Top of Data shown

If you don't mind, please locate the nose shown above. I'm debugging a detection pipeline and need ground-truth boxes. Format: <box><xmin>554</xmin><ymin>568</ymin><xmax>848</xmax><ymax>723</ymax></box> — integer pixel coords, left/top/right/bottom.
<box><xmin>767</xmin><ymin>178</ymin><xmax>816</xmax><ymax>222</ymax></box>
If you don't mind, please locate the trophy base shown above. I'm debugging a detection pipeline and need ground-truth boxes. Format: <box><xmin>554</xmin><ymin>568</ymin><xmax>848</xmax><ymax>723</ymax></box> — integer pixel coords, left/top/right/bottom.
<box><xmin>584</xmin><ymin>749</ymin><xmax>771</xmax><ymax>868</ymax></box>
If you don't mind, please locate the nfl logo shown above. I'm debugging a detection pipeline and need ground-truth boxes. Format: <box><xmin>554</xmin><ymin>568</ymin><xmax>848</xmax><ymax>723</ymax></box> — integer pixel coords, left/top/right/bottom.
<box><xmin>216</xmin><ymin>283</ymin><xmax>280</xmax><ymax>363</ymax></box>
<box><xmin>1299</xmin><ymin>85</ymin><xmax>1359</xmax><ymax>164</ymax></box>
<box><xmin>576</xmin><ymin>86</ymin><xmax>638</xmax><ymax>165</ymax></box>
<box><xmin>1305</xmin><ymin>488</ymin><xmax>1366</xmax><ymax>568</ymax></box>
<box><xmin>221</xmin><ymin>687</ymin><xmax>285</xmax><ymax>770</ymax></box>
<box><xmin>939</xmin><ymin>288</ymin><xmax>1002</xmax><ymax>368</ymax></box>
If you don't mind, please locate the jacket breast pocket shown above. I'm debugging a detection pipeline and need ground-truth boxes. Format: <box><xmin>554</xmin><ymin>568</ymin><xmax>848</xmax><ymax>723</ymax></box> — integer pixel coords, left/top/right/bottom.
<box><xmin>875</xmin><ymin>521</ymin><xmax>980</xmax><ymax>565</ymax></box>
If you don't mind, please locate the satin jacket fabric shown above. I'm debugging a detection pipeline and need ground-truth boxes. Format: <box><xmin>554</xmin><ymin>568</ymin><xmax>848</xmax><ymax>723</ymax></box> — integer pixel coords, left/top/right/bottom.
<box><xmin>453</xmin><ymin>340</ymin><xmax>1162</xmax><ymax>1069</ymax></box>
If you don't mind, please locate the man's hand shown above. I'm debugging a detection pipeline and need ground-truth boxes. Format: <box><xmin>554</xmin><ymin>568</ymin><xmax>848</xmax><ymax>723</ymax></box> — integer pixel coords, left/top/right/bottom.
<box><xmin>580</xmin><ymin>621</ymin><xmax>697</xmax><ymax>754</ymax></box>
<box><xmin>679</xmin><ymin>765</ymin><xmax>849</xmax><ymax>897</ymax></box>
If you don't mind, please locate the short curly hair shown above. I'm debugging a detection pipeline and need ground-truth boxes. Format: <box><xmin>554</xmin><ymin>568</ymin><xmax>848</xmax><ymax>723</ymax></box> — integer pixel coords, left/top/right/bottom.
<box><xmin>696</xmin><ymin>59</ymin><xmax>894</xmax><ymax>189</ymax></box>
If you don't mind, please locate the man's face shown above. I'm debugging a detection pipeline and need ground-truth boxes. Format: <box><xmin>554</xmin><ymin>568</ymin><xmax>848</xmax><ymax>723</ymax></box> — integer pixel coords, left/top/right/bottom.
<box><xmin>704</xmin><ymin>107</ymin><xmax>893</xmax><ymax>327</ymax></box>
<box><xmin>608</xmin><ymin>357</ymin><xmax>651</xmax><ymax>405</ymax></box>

Bottom of Data shown

**Work required**
This exercise calls for the entries to be restated exactly.

**Written response**
If you don't mind, please locate the nose shown above. I'm debugging a detection pipeline and need ground-truth boxes. Format: <box><xmin>554</xmin><ymin>568</ymin><xmax>848</xmax><ymax>723</ymax></box> — integer pixel coords, left/top/right/bottom.
<box><xmin>767</xmin><ymin>178</ymin><xmax>816</xmax><ymax>222</ymax></box>
If you don't mind, please locate the trophy base shown above. I'm debugging a detection pipeline and need ground-truth boxes. Format: <box><xmin>554</xmin><ymin>568</ymin><xmax>848</xmax><ymax>723</ymax></box> — integer pixel coords, left/top/right/bottom.
<box><xmin>584</xmin><ymin>749</ymin><xmax>771</xmax><ymax>868</ymax></box>
If you don't mind, please locate the nfl logo shown above. I'm debugging a detection pipeline and need ground-truth boxes. Format: <box><xmin>554</xmin><ymin>568</ymin><xmax>848</xmax><ymax>723</ymax></box> — integer pixel coords, left/top/right/bottom.
<box><xmin>216</xmin><ymin>283</ymin><xmax>280</xmax><ymax>363</ymax></box>
<box><xmin>1299</xmin><ymin>85</ymin><xmax>1359</xmax><ymax>164</ymax></box>
<box><xmin>576</xmin><ymin>86</ymin><xmax>638</xmax><ymax>165</ymax></box>
<box><xmin>1305</xmin><ymin>488</ymin><xmax>1366</xmax><ymax>568</ymax></box>
<box><xmin>221</xmin><ymin>687</ymin><xmax>285</xmax><ymax>770</ymax></box>
<box><xmin>939</xmin><ymin>288</ymin><xmax>1002</xmax><ymax>368</ymax></box>
If you don't mind, please locate the jacket breast pocket shown above. I'm debugging a detection pipeline and need ground-truth boxes. Format: <box><xmin>554</xmin><ymin>568</ymin><xmax>848</xmax><ymax>723</ymax></box> — integer pixel coords, left/top/right/bottom.
<box><xmin>875</xmin><ymin>521</ymin><xmax>980</xmax><ymax>565</ymax></box>
If you don't mind, please locate the satin jacket fabric shown above. I'm debugging a detection pipeline and need ground-truth boxes. Format: <box><xmin>554</xmin><ymin>568</ymin><xmax>848</xmax><ymax>723</ymax></box> — integer pixel coords, left/top/right/bottom.
<box><xmin>453</xmin><ymin>340</ymin><xmax>1162</xmax><ymax>1069</ymax></box>
If you don't mind, please locate the man's hand shown above. I'm debugging a detection pipeline and need ground-truth boxes. Format: <box><xmin>554</xmin><ymin>568</ymin><xmax>848</xmax><ymax>723</ymax></box> — integer pixel coords, left/top/right/bottom.
<box><xmin>580</xmin><ymin>621</ymin><xmax>697</xmax><ymax>754</ymax></box>
<box><xmin>679</xmin><ymin>765</ymin><xmax>849</xmax><ymax>897</ymax></box>
If you don't mind, please locate the short curly hair shown above. I'm debugging a detection pipeline and need ground-truth boxes. Format: <box><xmin>554</xmin><ymin>568</ymin><xmax>848</xmax><ymax>723</ymax></box> — integer pixel coords, left/top/right/bottom.
<box><xmin>696</xmin><ymin>59</ymin><xmax>894</xmax><ymax>189</ymax></box>
If you don't mind, please locate the man's face shown above. I'm debugging a detection pipeline and need ground-truth boxes. Format: <box><xmin>554</xmin><ymin>568</ymin><xmax>848</xmax><ymax>723</ymax></box> — integer pixel coords, left/top/right/bottom.
<box><xmin>704</xmin><ymin>107</ymin><xmax>893</xmax><ymax>327</ymax></box>
<box><xmin>608</xmin><ymin>357</ymin><xmax>651</xmax><ymax>405</ymax></box>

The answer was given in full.